▸ **What is required**:
From the records below, keep only the lines that contain the string "house".

▸ **Supplied data**:
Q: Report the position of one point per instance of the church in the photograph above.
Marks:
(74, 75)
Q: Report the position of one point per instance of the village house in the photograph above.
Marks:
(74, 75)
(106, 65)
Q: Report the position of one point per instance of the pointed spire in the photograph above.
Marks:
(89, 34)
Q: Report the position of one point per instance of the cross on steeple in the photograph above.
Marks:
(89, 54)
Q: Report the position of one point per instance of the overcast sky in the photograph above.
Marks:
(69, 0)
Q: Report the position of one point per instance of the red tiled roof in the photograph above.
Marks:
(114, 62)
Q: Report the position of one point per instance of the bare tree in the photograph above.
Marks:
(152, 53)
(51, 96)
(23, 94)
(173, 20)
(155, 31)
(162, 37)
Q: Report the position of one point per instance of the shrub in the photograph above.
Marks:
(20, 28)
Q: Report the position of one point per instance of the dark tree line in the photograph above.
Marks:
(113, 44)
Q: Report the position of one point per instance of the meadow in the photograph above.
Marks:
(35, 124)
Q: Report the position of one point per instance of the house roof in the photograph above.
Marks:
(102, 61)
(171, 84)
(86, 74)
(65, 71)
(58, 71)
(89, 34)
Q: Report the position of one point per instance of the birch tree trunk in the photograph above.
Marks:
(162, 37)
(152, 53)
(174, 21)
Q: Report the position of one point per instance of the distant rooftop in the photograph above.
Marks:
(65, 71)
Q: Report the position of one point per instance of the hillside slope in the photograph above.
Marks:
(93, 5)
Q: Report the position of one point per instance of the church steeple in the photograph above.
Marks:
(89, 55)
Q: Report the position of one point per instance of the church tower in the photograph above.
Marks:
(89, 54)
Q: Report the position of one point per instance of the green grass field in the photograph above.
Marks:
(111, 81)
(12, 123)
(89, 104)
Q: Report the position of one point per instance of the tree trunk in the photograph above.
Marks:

---

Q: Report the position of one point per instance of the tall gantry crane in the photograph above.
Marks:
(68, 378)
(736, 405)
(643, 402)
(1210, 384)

▸ **Finished task**:
Q: Report the position of one point per instance of the village house in the photograph above.
Q: Report the position of one point per instance of the house roof in the photograph above.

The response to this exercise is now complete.